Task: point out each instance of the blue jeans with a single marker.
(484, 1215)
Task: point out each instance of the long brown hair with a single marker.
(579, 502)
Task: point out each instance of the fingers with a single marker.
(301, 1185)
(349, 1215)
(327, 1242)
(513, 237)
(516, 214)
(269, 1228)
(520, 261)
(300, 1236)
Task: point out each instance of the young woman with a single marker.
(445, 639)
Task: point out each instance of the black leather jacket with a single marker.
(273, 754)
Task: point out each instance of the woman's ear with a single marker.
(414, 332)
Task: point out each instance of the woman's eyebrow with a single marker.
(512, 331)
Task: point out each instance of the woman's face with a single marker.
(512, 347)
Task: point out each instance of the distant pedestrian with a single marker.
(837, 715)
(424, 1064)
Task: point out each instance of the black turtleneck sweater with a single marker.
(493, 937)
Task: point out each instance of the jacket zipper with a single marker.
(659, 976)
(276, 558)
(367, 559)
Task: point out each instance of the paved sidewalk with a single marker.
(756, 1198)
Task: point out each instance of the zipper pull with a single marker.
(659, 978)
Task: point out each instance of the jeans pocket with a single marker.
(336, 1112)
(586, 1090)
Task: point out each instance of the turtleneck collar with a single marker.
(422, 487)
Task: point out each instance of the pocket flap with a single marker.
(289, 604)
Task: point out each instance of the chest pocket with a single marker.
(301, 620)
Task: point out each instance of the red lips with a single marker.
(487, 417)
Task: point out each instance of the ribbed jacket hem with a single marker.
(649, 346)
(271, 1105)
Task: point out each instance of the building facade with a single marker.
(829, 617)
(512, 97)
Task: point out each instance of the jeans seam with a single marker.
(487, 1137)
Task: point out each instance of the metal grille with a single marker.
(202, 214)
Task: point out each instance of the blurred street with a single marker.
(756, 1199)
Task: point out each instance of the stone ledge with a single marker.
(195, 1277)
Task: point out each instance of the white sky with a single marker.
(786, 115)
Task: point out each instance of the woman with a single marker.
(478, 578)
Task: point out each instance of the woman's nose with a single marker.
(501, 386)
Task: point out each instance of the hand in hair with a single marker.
.....
* WHAT TO DO
All of the material above is to be retyped word for word.

* THE COMPLETED TASK
Task: point out each instance of the blue jeans with a single marker.
(484, 1215)
Task: point out each instance of the long brown hair with a single marker.
(579, 502)
Task: point out each instance of the fingers with a single marker.
(301, 1185)
(349, 1215)
(327, 1242)
(513, 237)
(516, 214)
(269, 1228)
(520, 261)
(300, 1236)
Task: point out each instance of the young woman with a single marker.
(445, 639)
Task: point out each instance of the black leather jacket with a single marker.
(273, 754)
Task: point out each instance of the woman's ear with a single marker.
(414, 332)
Task: point out each instance of the woman's eyebrow with a single marker.
(512, 331)
Task: point out each instance of the woman's face with a single marker.
(512, 347)
Task: point out each instance of the distant pedestrian with a single marker.
(837, 715)
(424, 1064)
Task: point out each instance of the black turtleneck sweater with a single marker.
(493, 937)
Task: point out each instance of the jacket zipper with a single marker.
(659, 976)
(276, 558)
(367, 559)
Task: point out each instance of the paved sidewalk with a single marker.
(756, 1198)
Task: point out each instance of the zipper pull with a single marker.
(659, 978)
Task: point out each instance of the jeans pocket with a single marker.
(336, 1112)
(586, 1090)
Task: point out each instance of the turtleneck collar with a single marker.
(422, 487)
Task: point out each instance of the pocket flap with a single marker.
(289, 604)
Task: point out each instance of the chest pocket with a single marker.
(301, 620)
Task: point out each instance of the red lips with a single marker.
(487, 417)
Task: point out each instance of the ribbed jacket hem with a single marker.
(649, 346)
(271, 1105)
Task: point out each instance of the building facade with a single marker.
(829, 617)
(512, 97)
Task: point out each instance of the jeans seam with a single marker.
(487, 1137)
Task: point out each instance of the metal grille with a single marker.
(202, 214)
Task: point out each instance of the blurred street with a single marker.
(756, 1199)
Task: point out each instance of the stone ledge with a single marker.
(195, 1277)
Task: point out each instance of the white sky with a single marker.
(786, 115)
Task: point out each instance of the woman with a single marker.
(478, 578)
Task: point out each instance of the woman's nose with a single marker.
(501, 386)
Task: point out each instance of the hand in hair with a single marker.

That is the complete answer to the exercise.